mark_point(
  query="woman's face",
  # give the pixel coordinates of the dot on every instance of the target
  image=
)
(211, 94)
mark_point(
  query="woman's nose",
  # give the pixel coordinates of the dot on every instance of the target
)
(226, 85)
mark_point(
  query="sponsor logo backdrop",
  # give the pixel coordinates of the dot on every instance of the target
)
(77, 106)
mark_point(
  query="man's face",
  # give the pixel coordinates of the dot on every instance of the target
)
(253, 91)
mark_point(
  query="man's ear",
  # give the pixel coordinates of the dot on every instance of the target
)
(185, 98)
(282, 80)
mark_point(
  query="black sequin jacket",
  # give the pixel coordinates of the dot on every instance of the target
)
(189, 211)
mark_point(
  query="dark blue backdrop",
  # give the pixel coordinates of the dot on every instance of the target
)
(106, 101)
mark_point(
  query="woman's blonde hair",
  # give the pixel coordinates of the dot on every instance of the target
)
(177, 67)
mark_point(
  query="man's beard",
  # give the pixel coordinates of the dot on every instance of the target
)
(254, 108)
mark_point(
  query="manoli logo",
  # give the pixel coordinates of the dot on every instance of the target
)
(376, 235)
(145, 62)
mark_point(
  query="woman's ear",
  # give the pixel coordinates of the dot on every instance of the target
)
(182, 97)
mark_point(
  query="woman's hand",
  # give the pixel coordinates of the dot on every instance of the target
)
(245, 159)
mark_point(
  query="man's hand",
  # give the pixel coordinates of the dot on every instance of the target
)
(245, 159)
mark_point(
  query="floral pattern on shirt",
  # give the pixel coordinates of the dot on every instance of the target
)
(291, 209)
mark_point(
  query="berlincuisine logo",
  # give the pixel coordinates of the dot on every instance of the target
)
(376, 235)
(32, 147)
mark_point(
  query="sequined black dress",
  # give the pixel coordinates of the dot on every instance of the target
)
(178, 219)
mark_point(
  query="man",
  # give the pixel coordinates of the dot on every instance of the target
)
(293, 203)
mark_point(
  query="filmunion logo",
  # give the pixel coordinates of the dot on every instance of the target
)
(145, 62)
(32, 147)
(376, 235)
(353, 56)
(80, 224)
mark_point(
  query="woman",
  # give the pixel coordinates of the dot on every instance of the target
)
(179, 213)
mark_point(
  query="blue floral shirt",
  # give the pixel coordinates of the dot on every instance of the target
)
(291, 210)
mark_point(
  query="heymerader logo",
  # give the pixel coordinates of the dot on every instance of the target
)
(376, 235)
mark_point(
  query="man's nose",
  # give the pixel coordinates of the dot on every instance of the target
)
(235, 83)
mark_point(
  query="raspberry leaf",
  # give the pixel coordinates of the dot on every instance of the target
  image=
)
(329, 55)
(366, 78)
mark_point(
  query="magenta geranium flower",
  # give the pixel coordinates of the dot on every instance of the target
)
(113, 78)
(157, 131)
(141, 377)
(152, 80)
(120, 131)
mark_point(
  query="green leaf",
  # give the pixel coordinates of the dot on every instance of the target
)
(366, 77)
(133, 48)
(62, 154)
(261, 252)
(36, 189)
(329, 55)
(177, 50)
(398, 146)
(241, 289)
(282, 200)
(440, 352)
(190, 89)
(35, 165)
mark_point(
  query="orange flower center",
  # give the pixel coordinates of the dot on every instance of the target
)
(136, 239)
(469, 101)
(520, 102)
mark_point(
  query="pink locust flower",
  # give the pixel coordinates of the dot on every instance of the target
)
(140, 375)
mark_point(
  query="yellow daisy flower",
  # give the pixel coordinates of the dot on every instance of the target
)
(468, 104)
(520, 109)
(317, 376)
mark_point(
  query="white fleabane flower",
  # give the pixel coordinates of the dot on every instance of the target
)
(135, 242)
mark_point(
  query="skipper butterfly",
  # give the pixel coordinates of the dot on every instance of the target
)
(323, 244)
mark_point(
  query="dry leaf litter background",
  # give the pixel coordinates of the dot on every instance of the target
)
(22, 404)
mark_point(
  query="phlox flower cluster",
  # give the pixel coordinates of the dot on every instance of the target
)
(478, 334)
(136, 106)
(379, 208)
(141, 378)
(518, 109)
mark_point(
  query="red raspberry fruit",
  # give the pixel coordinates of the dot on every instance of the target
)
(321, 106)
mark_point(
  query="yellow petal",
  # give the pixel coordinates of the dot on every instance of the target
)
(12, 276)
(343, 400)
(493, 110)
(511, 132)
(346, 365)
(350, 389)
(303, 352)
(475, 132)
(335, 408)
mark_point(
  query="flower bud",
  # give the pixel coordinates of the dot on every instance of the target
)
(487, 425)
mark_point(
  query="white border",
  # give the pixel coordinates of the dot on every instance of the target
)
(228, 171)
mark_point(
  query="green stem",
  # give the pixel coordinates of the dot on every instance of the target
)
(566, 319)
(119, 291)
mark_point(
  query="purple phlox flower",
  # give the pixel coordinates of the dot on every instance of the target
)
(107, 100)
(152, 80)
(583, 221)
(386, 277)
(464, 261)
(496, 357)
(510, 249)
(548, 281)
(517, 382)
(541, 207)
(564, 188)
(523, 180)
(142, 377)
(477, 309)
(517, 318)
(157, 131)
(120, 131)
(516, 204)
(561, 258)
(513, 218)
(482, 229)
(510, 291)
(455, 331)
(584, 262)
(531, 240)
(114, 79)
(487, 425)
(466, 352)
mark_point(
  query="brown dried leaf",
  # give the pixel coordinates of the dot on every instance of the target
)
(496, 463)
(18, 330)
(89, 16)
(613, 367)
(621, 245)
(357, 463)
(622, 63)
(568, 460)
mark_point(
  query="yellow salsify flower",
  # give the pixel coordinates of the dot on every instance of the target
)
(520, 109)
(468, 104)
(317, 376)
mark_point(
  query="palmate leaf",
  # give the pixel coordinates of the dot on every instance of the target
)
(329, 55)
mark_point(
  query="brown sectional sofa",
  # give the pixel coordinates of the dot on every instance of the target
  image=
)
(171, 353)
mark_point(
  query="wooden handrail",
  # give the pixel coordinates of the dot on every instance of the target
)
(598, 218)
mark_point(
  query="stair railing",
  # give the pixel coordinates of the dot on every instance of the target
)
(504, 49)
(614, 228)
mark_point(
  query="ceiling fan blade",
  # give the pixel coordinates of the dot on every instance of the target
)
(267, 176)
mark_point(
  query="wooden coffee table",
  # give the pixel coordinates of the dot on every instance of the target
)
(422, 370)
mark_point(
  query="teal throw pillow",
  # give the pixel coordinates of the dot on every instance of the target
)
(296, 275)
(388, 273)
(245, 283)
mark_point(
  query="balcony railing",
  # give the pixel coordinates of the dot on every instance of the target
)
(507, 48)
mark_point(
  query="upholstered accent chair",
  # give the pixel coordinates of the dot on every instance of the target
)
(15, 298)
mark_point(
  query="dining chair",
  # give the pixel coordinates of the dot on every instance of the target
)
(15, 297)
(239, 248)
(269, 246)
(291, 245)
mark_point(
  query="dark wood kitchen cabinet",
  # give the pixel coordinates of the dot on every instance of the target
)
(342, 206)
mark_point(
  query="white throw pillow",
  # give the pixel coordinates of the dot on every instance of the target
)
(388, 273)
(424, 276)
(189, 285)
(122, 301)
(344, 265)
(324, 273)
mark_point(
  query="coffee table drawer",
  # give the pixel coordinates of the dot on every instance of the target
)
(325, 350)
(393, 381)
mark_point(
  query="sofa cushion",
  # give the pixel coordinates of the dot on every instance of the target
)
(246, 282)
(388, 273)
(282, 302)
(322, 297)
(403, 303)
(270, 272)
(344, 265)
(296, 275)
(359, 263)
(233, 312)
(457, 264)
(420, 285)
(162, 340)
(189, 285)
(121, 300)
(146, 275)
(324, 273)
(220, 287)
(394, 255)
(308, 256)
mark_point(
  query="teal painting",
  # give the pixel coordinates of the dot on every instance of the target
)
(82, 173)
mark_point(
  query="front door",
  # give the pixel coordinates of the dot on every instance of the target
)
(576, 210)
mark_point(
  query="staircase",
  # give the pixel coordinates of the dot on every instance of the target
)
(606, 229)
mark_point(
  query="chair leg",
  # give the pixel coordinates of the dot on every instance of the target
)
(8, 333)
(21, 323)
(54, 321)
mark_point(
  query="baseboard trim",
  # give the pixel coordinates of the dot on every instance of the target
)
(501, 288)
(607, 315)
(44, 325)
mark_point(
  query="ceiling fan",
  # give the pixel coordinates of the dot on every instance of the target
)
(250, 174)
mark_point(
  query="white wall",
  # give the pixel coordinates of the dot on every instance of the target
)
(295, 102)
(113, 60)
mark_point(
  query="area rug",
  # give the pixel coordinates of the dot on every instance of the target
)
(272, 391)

====

▶ **WHAT TO PRODUCE**
Please report how many lines in the rows above contain the word "floral", and reply with only that number.

▶ **THE RESPONSE**
2